■ **Task details**: Reproduce only the lines of the data starting at the line that contains "Locate the kitchen peninsula" and ending at the line that contains "[167,236,198,258]", keeping every line in that range. Multiply each bounding-box coordinate by 1.15 and round to the nearest whole number, with halves rounded up.

Stored records

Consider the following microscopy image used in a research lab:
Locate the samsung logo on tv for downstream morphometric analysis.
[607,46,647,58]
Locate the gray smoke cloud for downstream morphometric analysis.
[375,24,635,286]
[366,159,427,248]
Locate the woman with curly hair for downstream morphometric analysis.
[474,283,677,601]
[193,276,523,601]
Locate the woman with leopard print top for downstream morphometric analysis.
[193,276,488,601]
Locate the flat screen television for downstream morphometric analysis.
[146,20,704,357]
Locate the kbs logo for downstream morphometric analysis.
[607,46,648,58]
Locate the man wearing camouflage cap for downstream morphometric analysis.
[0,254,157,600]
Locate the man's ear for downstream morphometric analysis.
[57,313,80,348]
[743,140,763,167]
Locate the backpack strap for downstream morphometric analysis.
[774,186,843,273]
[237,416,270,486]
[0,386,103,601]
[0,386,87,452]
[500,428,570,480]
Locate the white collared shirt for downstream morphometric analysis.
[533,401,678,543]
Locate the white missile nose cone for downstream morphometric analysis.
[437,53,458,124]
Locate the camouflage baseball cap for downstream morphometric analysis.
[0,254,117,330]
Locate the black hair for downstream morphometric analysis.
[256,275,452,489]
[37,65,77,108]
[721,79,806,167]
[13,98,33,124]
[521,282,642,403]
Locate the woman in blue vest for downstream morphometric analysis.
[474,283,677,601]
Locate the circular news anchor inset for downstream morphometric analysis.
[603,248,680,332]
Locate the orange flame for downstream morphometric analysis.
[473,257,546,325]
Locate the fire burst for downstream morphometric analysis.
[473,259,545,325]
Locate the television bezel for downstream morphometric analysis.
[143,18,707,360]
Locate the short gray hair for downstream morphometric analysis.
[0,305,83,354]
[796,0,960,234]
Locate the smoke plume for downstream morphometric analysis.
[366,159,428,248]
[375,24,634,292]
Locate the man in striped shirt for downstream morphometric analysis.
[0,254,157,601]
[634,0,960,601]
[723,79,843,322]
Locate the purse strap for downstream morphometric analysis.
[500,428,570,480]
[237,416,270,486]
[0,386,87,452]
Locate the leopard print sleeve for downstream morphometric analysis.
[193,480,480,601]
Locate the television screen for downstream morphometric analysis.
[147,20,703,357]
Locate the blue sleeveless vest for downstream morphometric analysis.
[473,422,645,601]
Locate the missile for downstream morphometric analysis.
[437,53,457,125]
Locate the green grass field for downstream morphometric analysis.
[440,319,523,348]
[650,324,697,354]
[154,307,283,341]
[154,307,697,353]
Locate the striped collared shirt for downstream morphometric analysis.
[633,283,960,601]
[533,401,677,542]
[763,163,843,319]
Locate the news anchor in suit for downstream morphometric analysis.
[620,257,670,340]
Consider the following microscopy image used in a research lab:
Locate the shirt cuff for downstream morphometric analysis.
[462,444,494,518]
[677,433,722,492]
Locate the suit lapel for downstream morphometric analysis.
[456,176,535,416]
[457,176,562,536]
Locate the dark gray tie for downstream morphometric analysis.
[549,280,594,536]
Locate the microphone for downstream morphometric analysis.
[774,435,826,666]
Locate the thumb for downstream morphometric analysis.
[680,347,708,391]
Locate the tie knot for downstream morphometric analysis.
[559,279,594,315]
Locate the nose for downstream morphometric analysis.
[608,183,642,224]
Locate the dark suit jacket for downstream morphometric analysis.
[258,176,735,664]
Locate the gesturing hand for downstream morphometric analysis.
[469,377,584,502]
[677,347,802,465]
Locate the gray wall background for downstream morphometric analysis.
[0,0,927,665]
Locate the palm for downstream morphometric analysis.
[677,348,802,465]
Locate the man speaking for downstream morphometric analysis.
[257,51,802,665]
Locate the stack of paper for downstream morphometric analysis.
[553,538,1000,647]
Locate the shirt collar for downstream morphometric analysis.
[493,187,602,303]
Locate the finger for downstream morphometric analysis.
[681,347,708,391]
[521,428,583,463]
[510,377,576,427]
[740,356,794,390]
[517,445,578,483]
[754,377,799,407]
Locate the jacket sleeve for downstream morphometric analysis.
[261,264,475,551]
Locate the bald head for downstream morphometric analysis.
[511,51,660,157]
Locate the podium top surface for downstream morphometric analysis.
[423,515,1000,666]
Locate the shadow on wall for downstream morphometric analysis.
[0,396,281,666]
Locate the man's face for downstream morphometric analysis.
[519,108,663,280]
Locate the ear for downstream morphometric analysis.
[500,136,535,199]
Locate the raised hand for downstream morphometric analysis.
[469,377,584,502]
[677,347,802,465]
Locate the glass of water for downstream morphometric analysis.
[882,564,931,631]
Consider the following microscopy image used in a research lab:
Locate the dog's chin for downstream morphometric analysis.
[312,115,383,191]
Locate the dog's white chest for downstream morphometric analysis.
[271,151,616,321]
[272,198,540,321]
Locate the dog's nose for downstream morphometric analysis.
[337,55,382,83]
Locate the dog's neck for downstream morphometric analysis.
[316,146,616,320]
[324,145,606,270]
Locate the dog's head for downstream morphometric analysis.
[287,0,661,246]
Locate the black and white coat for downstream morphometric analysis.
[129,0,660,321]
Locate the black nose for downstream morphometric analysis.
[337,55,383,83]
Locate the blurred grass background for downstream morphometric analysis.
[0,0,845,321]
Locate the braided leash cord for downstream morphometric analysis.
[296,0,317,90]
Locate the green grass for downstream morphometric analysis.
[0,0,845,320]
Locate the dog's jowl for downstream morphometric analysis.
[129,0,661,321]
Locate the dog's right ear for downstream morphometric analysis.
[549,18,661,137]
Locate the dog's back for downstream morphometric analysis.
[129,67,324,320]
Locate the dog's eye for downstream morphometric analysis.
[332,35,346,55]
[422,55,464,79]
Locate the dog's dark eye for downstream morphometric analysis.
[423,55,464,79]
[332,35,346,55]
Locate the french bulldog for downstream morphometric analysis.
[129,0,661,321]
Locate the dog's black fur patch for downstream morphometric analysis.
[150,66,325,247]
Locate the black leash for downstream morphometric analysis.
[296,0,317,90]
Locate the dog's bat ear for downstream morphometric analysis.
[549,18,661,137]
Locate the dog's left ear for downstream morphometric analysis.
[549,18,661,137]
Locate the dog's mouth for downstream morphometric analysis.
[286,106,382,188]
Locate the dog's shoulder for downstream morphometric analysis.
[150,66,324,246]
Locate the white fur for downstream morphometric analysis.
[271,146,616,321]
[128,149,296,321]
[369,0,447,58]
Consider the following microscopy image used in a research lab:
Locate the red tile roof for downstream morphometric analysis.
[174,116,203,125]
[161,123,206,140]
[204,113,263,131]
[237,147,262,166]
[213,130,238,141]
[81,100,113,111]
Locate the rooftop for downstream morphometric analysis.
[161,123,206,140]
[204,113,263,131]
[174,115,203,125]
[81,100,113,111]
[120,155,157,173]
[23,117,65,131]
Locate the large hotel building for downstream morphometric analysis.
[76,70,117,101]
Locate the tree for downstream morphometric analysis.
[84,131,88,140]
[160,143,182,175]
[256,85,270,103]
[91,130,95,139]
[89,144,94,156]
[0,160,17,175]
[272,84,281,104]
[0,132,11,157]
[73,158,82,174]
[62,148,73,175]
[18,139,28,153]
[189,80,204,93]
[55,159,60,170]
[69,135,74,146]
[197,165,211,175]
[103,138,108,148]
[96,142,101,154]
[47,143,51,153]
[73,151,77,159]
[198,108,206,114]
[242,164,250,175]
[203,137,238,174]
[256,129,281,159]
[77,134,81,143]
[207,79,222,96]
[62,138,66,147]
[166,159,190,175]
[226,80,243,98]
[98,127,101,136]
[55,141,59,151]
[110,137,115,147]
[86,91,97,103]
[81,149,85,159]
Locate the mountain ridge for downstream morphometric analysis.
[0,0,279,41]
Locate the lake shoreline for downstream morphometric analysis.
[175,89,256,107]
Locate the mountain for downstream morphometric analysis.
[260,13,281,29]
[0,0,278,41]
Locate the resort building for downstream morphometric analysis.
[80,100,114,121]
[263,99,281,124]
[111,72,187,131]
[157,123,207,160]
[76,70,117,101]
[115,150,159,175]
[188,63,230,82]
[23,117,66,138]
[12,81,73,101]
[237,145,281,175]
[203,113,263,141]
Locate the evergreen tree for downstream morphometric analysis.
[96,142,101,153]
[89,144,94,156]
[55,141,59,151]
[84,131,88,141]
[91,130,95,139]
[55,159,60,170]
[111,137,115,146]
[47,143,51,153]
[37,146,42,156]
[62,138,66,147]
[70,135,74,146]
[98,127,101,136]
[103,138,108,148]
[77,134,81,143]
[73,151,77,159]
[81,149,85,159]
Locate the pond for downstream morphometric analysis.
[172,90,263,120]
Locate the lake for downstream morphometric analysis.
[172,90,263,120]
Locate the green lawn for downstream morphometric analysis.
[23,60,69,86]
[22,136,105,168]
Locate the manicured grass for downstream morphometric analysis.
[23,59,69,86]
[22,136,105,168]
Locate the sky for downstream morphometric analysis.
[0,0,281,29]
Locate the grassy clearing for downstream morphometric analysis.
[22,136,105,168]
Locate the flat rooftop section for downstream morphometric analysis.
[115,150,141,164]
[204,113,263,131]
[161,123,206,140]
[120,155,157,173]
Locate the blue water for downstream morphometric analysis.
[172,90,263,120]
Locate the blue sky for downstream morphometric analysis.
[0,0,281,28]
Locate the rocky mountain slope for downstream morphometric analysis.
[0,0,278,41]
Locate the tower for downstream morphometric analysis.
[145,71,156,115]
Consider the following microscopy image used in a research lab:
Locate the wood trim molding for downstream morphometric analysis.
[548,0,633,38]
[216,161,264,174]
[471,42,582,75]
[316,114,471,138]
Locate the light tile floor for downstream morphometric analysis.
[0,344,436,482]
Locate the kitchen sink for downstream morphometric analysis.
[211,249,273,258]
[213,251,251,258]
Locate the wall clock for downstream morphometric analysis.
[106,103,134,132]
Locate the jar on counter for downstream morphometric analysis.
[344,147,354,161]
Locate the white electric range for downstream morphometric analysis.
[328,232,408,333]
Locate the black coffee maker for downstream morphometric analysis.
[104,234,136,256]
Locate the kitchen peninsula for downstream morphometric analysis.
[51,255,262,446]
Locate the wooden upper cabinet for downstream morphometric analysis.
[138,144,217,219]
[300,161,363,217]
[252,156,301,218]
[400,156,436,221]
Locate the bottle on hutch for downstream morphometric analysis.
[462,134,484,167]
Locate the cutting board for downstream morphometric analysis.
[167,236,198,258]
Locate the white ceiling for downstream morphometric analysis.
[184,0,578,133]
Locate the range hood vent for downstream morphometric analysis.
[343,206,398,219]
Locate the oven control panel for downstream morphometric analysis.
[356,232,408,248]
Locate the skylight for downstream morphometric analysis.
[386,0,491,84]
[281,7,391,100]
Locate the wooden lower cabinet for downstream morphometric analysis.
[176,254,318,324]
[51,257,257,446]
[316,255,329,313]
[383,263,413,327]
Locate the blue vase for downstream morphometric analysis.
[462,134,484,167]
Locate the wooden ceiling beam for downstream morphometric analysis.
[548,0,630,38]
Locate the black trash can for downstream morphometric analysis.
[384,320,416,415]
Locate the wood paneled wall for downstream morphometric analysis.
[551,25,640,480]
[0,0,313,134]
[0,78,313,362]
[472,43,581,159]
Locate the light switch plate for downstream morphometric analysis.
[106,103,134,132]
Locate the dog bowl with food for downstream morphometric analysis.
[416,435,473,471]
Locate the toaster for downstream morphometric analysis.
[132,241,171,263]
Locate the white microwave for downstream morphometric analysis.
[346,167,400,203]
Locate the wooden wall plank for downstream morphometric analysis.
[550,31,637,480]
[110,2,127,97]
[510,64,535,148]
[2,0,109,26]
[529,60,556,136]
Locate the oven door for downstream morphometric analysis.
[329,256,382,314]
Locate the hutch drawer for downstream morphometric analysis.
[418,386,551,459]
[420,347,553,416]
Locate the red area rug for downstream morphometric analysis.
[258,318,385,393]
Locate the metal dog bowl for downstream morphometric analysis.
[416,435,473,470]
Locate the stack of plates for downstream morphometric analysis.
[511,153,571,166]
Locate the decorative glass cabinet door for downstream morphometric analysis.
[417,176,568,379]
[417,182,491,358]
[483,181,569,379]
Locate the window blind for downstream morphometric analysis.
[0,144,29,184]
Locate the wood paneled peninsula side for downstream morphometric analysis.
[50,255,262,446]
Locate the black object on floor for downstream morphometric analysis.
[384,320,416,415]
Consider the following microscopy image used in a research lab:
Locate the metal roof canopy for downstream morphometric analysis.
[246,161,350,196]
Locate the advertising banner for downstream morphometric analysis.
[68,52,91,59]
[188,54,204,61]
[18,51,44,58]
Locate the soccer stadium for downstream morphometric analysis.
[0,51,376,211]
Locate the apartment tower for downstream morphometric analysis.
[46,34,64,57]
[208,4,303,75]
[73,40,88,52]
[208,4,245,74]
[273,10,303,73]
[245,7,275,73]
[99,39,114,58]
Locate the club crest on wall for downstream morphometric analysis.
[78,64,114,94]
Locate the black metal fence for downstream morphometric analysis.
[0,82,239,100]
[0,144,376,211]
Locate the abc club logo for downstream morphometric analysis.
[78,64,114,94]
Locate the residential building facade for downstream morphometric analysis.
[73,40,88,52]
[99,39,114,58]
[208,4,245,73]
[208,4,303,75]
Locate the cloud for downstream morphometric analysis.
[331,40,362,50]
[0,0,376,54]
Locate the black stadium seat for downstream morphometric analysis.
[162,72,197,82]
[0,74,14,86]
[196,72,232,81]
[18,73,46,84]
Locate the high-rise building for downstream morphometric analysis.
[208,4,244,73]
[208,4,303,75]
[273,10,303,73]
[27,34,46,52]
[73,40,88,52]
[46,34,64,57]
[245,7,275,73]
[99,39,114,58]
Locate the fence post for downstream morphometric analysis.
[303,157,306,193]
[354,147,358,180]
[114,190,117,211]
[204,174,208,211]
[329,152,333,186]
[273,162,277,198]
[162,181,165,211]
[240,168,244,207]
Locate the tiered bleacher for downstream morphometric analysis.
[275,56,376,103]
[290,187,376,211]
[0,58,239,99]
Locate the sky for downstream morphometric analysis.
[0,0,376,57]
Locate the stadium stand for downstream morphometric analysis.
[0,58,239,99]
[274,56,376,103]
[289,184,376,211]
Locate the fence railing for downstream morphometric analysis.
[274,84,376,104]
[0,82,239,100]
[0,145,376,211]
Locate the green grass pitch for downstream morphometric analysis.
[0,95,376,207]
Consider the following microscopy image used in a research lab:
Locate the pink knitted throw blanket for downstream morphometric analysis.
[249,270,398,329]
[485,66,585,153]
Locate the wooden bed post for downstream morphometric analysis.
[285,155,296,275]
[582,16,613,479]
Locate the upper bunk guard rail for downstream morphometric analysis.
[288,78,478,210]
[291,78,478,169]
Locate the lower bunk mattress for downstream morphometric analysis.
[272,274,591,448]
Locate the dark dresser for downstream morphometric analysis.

■ **Correct output**:
Locate the kitchen peninsula for downstream morphometric analysis.
[59,293,301,513]
Locate the wooden upper cabinet for downstream morphometric analysis.
[159,166,250,252]
[345,185,417,250]
[290,179,346,251]
[460,179,501,254]
Locate the bottle on hutch for downstream morphometric analysis.
[531,154,557,192]
Locate the cutting board for downstream morphometric analysis.
[192,271,228,297]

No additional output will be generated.